**PASSAGE CITÉ**
AGIR POUR METTRE EN PLACE UN NOUVEAU BLOC HISTORIQUE, FORCE PROPULSIVE DE LA DYNAMIQUE POPULAIRE

Par le Mouvement politique d’émancipation populaire.
Le 12 avril 2015
Toute révolution a nécessairement besoin de s’arrimer à un mouvement culturel qui implique la critique du système existant et l’acquisition de nouvelles idées. Toute révolution constitue un fait culturel qui bouleverse le système de pensée précédemment dominant.

**ENTRÉES EXTRAITES**
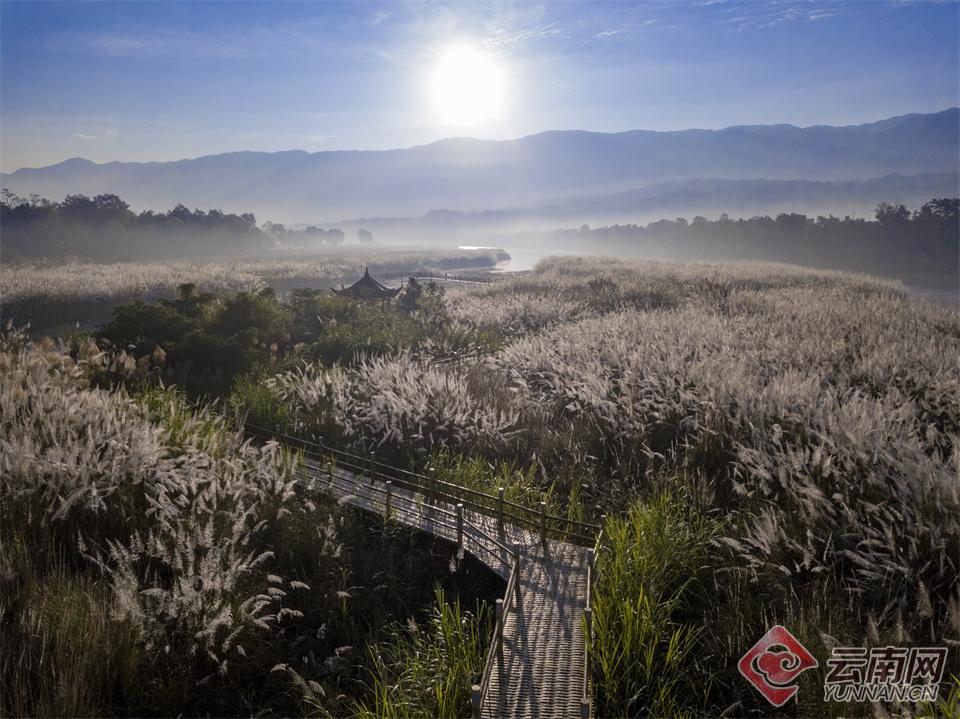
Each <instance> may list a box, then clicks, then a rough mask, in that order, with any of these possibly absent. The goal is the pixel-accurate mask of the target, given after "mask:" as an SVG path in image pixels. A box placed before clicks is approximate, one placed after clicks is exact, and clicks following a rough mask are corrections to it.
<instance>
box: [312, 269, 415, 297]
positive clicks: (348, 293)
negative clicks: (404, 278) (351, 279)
mask: <svg viewBox="0 0 960 719" xmlns="http://www.w3.org/2000/svg"><path fill="white" fill-rule="evenodd" d="M330 289H331V290H333V293H334V294H336V295H340V296H341V297H349V298H351V299H355V300H389V299H393V298H394V297H396V296H397V295H398V294H400V290H402V289H403V288H402V287H397V288H395V289H390V288H389V287H384V286H383V285H381V284H380V283H379V282H377V281H376V280H375V279H373V278H372V277H371V276H370V270H369V269H367V268H366V267H364V268H363V277H361V278H360V279H359V280H357V281H356V282H354V283H353V284H352V285H350V286H349V287H344V286H343V285H340V289H339V290H338V289H336V288H334V287H331V288H330Z"/></svg>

**CONSIGNE**
Recopiez fidèlement la partie du passage cité qui s'ouvre sur les mots contenant "Par le Mouvement" et se clôt sur "pensée précédemment dominant.". Les enregistrements n'interviennent en rien ici.

**RÉPONSE**
Par le Mouvement politique d’émancipation populaire.
Le 12 avril 2015
Toute révolution a nécessairement besoin de s’arrimer à un mouvement culturel qui implique la critique du système existant et l’acquisition de nouvelles idées. Toute révolution constitue un fait culturel qui bouleverse le système de pensée précédemment dominant.